Lines of the material that include the word "snow" are to be counted; only their number should be given.

(RECORDS SUPPLIED):
━━━━━━━━━━━━━━━━━━━━━━━━━━━━━━

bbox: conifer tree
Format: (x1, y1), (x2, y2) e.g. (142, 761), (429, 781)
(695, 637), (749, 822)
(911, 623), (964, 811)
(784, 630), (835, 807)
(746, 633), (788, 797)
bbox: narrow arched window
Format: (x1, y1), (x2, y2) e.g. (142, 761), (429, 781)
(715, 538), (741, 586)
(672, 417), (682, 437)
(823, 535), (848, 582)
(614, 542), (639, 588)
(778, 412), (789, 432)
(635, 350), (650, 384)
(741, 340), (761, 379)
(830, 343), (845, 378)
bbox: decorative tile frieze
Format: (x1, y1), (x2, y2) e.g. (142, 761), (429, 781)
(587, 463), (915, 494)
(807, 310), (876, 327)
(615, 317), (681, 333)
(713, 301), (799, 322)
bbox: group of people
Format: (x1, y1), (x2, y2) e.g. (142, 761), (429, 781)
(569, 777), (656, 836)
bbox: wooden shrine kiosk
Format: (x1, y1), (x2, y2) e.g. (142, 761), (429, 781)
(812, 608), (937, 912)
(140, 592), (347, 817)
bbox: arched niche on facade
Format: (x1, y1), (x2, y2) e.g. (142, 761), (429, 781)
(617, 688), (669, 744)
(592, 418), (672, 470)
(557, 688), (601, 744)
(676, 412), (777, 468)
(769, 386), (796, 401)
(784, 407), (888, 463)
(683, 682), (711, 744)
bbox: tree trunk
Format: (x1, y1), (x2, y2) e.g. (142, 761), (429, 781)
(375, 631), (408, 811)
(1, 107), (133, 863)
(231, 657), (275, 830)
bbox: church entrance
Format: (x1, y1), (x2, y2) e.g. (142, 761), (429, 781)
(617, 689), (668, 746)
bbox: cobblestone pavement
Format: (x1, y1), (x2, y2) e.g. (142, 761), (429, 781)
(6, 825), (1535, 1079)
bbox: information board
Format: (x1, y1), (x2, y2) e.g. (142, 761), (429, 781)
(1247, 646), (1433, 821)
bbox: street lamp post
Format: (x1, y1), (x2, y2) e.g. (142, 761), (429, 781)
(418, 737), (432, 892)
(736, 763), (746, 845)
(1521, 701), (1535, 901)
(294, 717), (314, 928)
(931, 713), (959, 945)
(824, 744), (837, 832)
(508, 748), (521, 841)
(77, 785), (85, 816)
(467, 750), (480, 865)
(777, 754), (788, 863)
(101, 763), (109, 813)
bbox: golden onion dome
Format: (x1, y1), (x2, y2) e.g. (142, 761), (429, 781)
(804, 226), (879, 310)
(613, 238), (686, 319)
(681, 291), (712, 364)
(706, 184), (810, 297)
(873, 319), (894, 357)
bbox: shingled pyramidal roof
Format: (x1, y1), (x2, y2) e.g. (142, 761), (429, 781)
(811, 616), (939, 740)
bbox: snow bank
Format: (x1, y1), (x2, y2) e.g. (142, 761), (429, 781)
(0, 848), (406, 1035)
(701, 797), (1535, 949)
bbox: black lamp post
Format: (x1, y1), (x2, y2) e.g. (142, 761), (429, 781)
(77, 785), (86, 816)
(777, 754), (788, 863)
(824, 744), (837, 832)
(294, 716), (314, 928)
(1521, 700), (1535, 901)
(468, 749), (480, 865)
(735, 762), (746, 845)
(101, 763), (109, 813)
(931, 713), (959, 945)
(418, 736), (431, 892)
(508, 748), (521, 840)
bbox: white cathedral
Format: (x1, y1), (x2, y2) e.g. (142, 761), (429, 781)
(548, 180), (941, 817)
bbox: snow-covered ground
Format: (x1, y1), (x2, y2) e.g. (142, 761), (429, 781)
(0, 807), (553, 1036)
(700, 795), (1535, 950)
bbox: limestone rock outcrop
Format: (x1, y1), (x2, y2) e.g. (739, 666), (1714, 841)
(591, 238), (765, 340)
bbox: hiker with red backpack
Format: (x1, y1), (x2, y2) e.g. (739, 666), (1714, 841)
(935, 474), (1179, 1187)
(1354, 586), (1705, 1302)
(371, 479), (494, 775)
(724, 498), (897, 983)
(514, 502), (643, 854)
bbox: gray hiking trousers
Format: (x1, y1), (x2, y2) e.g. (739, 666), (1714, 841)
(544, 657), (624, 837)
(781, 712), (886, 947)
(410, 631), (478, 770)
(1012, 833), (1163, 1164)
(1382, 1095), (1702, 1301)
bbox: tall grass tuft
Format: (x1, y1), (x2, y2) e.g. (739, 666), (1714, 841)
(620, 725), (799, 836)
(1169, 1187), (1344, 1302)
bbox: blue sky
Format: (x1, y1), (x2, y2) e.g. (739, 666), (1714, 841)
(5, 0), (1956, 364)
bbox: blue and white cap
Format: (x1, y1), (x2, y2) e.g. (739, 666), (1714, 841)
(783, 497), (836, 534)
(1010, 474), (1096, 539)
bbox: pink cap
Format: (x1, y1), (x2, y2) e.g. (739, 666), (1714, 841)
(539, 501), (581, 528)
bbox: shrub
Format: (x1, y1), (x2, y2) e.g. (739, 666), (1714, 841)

━━━━━━━━━━━━━━━━━━━━━━━━━━━━━━

(PROBLEM SOLUTION): 2